Exercise text:
*** Begin section ***
Pakistan has to show compliance with 13 remaining action points in eight key categories

The global watchdog will review Pakistan’s performance to meet international commitments and standards in the fight against money laundering and terror financing at its meeting slated to be held in Beijing on June 21-26, Dawn news reported.

It is not yet clear if the meeting could be postponed due to the global coronavirus pandemic which broke out in central China’s Wuhan city. In February, the FATF gave Pakistan a four-month grace period to complete its 27-point action plan against money laundering and terror financing committed with the international community when it noted that Pakistan had delivered on 14 points and missed 13 other targets.

A senior government official said Pakistan’s performance would be reviewed at the joint working group meetings of the FATF and Eurasian Group scheduled in Beijing and the assessment would lead to final announcement in October this year if Pakistan should move out of the grey list. He said certain action points were yet to be complied with the commitments mainly because of ongoing coronavirus lockdowns.

He said that Pakistan had put in place a broad-based strategy for taking necessary actions to complete outstanding commitments with the FATF in February and was actively making progress. The FATF announced on February 21 that all deadlines given to Pakistan to complete the 27-point action plan had expired and yet only 14 items had largely been completed, leaving 13 unaccomplished targets.
*** End section ***
Material provided:
*** Begin section ***
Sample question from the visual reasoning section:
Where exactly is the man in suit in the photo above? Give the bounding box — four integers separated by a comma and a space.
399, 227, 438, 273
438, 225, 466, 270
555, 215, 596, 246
*** End section ***
Problems and tasks:
1. In the Pakistan FATF article, where and on what dates is the watchdog's meeting to review Pakistan's performance scheduled?
2. Copy the portion of the Pakistan FATF article that begins at the words "Pakistan has to" and ends after "Dawn news reported.".

Outputs for the tasks:
1. In Beijing on June 21-26.

2.
Pakistan has to show compliance with 13 remaining action points in eight key categories

The global watchdog will review Pakistan’s performance to meet international commitments and standards in the fight against money laundering and terror financing at its meeting slated to be held in Beijing on June 21-26, Dawn news reported.